**Supplied material**
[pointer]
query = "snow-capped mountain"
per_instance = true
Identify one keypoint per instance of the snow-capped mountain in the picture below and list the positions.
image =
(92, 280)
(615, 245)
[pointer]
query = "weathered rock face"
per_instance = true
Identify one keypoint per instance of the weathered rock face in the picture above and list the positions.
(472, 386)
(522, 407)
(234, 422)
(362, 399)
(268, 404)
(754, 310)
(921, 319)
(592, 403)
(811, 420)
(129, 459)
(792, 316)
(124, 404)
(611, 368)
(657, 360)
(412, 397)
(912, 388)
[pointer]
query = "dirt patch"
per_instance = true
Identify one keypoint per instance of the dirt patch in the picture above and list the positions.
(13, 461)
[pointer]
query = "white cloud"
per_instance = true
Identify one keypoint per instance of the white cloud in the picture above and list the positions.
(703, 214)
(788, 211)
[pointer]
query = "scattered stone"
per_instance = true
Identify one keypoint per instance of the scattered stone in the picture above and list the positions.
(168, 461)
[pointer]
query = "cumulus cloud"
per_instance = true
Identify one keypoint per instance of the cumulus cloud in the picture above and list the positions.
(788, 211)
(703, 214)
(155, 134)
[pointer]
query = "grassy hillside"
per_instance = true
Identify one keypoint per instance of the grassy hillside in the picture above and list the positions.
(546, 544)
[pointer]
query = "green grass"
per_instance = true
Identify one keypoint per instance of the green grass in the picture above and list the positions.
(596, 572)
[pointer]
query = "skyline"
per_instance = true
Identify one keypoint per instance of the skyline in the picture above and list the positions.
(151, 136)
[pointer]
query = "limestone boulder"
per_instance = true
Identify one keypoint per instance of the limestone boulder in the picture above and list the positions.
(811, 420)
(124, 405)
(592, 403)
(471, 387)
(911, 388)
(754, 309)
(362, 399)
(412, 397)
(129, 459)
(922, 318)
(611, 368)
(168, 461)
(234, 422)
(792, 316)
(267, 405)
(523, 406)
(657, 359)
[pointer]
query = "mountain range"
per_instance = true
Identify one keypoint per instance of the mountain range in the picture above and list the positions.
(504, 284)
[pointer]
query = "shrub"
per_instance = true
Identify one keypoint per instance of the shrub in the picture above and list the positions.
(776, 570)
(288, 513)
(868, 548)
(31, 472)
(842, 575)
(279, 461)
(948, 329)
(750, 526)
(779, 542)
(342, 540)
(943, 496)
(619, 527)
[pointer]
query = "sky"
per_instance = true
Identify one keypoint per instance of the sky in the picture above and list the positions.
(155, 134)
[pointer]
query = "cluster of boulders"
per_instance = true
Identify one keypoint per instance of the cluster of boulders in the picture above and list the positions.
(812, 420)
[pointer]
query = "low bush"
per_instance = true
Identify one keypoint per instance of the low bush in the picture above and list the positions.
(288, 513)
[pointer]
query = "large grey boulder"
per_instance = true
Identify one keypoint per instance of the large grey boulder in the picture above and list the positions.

**Work task**
Without altering a single word, set down all the entries again.

**Response area**
[pointer]
query = "snow-capped mountain"
per_instance = true
Identify one keypoint per instance of the snow-capped mountain in the picture below and list the positions.
image =
(92, 280)
(615, 245)
[pointer]
query = "weathered rock face"
per_instance = true
Identify one keypoint per instance of the weathered rock face in the picture above and list the positions.
(472, 386)
(522, 407)
(234, 422)
(362, 399)
(268, 404)
(754, 310)
(921, 319)
(592, 403)
(811, 420)
(129, 459)
(792, 316)
(124, 404)
(611, 368)
(657, 360)
(412, 397)
(912, 388)
[pointer]
query = "dirt patch"
per_instance = true
Identify one keypoint per instance of the dirt patch in the picture above and list the positions.
(13, 461)
[pointer]
query = "white cloud"
per_instance = true
Identify one keypoint per instance of the white cloud in the picture above and list the positions.
(703, 214)
(788, 211)
[pointer]
query = "scattered stone"
per_instance = true
Identify one keypoint per instance of the scattered stone in the picture above and list the positions.
(168, 461)
[pointer]
query = "cumulus cloud"
per_instance = true
Identify one keypoint per instance of the cumulus cloud in the picture above and list the positions.
(788, 211)
(703, 214)
(155, 134)
[pointer]
query = "grassy hillside"
per_instance = true
Identify one keypoint per instance of the grassy hillside in the picture above and list the positions.
(546, 544)
[pointer]
query = "green grass"
per_instance = true
Identify one keypoint per instance of the green grass in the picture above and list the positions.
(596, 572)
[pointer]
query = "skyline"
per_instance = true
Identify one keypoint per instance of the skyline in the picture above and list the positions.
(151, 136)
[pointer]
query = "limestone boulder"
per_instance = true
Identify one keypoint per instance of the limestone boulder in the picture above and list the positions.
(811, 420)
(124, 405)
(592, 403)
(471, 387)
(911, 388)
(754, 309)
(362, 399)
(412, 397)
(129, 459)
(922, 318)
(611, 368)
(168, 461)
(234, 422)
(792, 316)
(267, 405)
(523, 406)
(657, 359)
[pointer]
query = "mountain range"
per_instance = true
Identify one keypoint per instance of the mountain range in the picture above and list the positions.
(504, 284)
[pointer]
query = "shrub"
per_instance = true
Identify one keypoint per instance of the shrub in the picture above and list the positions.
(776, 570)
(288, 513)
(868, 548)
(31, 472)
(842, 575)
(279, 461)
(948, 329)
(750, 526)
(779, 542)
(342, 540)
(943, 496)
(619, 527)
[pointer]
query = "sky"
per_instance = true
Identify one keypoint per instance of the sky in the picture above and list the positions.
(155, 134)
[pointer]
query = "cluster of boulders"
per_instance = true
Identify one keypoint per instance of the cluster of boulders in the picture above and list the positions.
(812, 420)
[pointer]
query = "low bush"
per_instance = true
Identify one keypoint per instance of the low bush in the picture above and list the positions.
(288, 513)
[pointer]
query = "large grey boulder"
per_instance = true
Identify one keypoint per instance of the large grey boulder in the picture above and list the positions.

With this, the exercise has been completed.